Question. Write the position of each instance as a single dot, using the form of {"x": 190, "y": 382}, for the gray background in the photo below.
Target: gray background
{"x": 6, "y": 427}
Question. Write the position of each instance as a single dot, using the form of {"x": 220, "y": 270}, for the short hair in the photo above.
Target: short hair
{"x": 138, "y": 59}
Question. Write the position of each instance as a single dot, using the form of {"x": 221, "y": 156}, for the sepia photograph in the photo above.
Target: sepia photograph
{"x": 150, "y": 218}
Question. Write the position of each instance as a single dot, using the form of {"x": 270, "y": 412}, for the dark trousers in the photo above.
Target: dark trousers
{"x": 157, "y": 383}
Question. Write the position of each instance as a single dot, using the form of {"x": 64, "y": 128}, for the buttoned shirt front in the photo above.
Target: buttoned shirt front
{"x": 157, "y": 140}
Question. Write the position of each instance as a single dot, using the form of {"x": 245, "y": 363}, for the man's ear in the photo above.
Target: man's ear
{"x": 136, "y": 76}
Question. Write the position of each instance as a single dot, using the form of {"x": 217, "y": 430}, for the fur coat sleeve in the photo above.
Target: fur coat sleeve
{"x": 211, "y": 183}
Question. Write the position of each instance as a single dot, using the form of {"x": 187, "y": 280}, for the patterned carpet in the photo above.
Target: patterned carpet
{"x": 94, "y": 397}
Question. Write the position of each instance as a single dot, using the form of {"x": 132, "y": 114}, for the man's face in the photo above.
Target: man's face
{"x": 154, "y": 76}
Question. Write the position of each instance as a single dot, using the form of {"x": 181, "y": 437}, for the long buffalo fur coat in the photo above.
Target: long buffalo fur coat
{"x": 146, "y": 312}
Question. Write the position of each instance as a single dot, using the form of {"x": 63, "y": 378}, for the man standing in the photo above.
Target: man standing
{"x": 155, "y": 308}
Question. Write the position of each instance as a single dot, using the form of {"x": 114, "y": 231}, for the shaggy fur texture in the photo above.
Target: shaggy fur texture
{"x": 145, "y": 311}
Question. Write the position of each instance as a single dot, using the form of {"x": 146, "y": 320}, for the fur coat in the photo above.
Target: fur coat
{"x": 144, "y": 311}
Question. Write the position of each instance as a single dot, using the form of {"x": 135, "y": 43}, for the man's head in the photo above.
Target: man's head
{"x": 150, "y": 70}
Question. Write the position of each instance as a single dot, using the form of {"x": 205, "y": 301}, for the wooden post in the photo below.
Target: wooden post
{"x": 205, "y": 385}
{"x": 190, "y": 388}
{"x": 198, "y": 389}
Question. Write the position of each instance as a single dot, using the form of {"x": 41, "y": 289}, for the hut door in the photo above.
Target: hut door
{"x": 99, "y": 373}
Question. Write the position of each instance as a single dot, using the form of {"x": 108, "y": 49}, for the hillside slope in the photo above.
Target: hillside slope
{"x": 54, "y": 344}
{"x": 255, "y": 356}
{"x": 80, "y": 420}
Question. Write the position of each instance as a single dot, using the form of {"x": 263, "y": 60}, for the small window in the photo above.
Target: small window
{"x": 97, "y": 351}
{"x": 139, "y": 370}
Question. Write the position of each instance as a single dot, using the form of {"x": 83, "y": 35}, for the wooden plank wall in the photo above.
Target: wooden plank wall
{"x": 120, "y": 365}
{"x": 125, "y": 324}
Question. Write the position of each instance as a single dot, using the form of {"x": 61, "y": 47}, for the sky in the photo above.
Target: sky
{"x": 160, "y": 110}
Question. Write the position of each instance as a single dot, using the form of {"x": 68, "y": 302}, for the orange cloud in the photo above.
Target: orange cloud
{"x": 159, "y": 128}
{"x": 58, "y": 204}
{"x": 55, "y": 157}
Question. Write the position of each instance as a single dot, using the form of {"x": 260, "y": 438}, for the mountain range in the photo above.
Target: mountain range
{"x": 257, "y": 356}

################

● **To do**: Which of the lines above include the word "below"? Copy each of them.

● **Reply**:
Question. Write the position of each instance as a single dot, using the form of {"x": 190, "y": 382}, for the gray background in the photo below.
Question. Write the position of each instance as a single dot, using the form of {"x": 205, "y": 301}, for the wooden post in the photo below.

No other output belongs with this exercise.